## DESCRIPTION OF THE TASK
Set down the records that follow exactly and completely.

Data excerpts:
********

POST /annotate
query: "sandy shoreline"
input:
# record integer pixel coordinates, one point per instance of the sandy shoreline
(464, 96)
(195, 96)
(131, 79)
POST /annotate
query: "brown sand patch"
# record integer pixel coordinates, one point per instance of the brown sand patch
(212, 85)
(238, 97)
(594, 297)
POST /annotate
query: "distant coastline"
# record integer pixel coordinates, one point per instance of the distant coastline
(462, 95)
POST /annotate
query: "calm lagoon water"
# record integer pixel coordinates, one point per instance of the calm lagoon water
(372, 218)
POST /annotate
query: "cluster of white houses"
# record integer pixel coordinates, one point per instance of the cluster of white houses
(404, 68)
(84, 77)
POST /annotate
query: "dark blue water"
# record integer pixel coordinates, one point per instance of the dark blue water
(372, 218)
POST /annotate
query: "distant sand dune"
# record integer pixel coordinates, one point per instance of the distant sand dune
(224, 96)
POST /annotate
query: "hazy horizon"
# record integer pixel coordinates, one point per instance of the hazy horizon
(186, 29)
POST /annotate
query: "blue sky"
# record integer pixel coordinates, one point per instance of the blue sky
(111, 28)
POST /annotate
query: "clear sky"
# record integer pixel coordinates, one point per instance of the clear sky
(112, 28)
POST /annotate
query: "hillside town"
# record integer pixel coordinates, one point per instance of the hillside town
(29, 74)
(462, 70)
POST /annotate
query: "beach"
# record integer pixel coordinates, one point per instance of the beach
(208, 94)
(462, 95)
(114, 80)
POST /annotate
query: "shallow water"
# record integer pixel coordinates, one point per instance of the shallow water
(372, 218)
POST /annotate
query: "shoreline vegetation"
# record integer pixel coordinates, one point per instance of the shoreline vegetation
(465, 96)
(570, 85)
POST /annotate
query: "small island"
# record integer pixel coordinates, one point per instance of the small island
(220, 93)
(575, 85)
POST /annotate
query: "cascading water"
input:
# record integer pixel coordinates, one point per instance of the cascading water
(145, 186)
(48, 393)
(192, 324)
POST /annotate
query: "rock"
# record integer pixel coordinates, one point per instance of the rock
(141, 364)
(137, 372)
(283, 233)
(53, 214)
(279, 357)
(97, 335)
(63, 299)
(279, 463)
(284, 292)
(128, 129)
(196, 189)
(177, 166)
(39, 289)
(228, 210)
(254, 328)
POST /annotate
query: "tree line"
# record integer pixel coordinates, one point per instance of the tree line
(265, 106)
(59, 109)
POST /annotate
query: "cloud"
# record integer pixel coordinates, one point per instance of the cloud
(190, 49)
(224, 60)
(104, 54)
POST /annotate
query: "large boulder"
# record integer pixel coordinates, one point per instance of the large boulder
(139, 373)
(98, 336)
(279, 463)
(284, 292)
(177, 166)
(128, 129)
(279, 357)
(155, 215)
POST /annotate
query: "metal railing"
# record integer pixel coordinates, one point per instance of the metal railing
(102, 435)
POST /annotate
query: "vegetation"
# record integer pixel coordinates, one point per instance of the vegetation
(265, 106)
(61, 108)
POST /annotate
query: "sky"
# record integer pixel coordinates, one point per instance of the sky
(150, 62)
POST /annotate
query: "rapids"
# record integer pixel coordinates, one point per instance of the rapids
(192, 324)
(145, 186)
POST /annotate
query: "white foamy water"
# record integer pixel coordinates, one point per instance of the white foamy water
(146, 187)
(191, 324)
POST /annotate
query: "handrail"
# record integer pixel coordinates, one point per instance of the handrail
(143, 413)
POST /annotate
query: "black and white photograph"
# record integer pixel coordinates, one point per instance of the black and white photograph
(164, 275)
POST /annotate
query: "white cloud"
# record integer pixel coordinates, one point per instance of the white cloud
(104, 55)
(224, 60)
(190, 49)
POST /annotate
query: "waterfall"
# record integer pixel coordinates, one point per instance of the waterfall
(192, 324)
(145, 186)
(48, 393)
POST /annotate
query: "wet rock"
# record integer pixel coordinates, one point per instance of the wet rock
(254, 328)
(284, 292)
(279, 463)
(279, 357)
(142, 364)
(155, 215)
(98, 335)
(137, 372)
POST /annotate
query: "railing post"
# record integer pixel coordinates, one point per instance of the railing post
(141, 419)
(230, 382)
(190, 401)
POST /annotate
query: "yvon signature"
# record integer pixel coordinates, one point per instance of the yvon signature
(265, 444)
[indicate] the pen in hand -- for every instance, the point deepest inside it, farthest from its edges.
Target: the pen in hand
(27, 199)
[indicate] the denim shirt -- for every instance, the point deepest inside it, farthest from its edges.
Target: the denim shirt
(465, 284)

********

## FINISHED TASK
POST /annotate
query: "sandy shoreline"
input:
# record integer pixel coordinates, one point per instance of the sandy shoreline
(464, 96)
(195, 96)
(131, 79)
POST /annotate
query: "brown sand patch"
# record integer pixel coordinates, one point per instance of the brown sand patch
(212, 85)
(238, 97)
(594, 297)
POST /annotate
query: "distant coastline"
# record integer pixel coordinates, one point per instance of the distant coastline
(462, 95)
POST /annotate
query: "calm lagoon water"
# record integer pixel coordinates, one point per instance of the calm lagoon water
(372, 218)
POST /annotate
query: "cluster of white houses"
# record integer pixel coordinates, one point per instance of the cluster of white houses
(404, 68)
(84, 77)
POST /annotate
query: "dark blue water"
# record integer pixel coordinates, one point per instance of the dark blue water
(372, 218)
POST /annotate
query: "distant sand dune"
# record integer pixel coordinates, one point per instance of the distant sand dune
(224, 96)
POST /annotate
query: "hazy horizon"
# record integer pixel coordinates, one point per instance of the hazy horizon
(186, 29)
POST /annotate
query: "blue sky"
# record integer pixel coordinates, one point per instance of the blue sky
(111, 28)
POST /annotate
query: "clear sky"
# record integer pixel coordinates, one point per instance of the clear sky
(112, 28)
POST /annotate
query: "hillside town"
# record integer pixel coordinates, one point per instance of the hillside town
(29, 74)
(462, 70)
POST /annotate
query: "beach"
# record integer pixel coordinates, one point per instance of the beach
(208, 94)
(462, 95)
(114, 80)
POST /annotate
query: "shallow water"
# record integer pixel coordinates, one point per instance of the shallow water
(372, 218)
POST /annotate
query: "shoreline vegetation"
# record integer pixel coordinates, one point per instance of the shoreline vegetation
(465, 96)
(570, 85)
POST /annotate
query: "small island"
# record integer pixel coordinates, one point per instance of the small island
(220, 93)
(575, 85)
POST /annotate
query: "cascading water"
input:
# record integer pixel coordinates, one point per instance of the cascading water
(145, 186)
(48, 393)
(192, 324)
POST /annotate
query: "rock"
# record integer pixel coordinates, one point per instance of the rock
(141, 364)
(137, 372)
(283, 233)
(53, 214)
(279, 357)
(97, 335)
(63, 299)
(279, 463)
(284, 292)
(128, 129)
(196, 189)
(177, 166)
(39, 289)
(228, 210)
(254, 328)
POST /annotate
query: "tree line"
# record integer pixel coordinates, one point per instance of the tree line
(265, 106)
(59, 109)
POST /annotate
query: "cloud"
# record integer pixel coordinates, one point per instance of the cloud
(190, 49)
(224, 60)
(104, 54)
POST /annotate
query: "large boulder"
# record integer pixel coordinates, one point per instance of the large boulder
(139, 373)
(98, 336)
(279, 463)
(284, 292)
(177, 166)
(128, 129)
(279, 357)
(155, 215)
POST /annotate
query: "metal railing"
# record integer pixel coordinates, one point per instance of the metal railing
(102, 435)
POST /annotate
query: "vegetation"
# record integer pixel coordinates, one point per instance of the vegetation
(265, 106)
(61, 108)
POST /annotate
query: "sky"
# record integer pixel coordinates, one point per instance of the sky
(150, 62)
POST /annotate
query: "rapids"
# record integer pixel coordinates, one point per instance of the rapids
(192, 324)
(145, 186)
POST /annotate
query: "white foamy water"
# record integer pixel coordinates, one point per instance of the white foamy water
(146, 187)
(191, 324)
POST /annotate
query: "handrail"
# record integer pixel coordinates, one point per instance of the handrail
(143, 413)
POST /annotate
query: "black and white photograph"
# record integer pixel coordinates, one point per instance of the black and white photograph
(164, 275)
POST /annotate
query: "white cloud"
# record integer pixel coordinates, one point per instance of the white cloud
(104, 55)
(224, 60)
(190, 49)
POST /annotate
query: "waterfall"
# record integer pixel coordinates, one point per instance of the waterfall
(192, 324)
(145, 186)
(48, 393)
POST /annotate
query: "wet rock"
# record integer pixel coordinates, one point per instance of the wet rock
(254, 328)
(284, 292)
(279, 463)
(279, 357)
(142, 364)
(155, 215)
(98, 335)
(137, 372)
POST /annotate
query: "railing post"
# record integer pixel coordinates, one point per instance of the railing post
(141, 419)
(230, 382)
(190, 401)
POST /annotate
query: "yvon signature"
# record integer pixel coordinates, one point per instance of the yvon signature
(265, 444)
[indicate] the pen in hand -- for every instance, the point deepest inside it, farthest from its edges.
Target: the pen in hand
(27, 199)
[indicate] the denim shirt -- for every instance, the point deepest inside it, farthest from its edges.
Target: the denim shirt
(465, 284)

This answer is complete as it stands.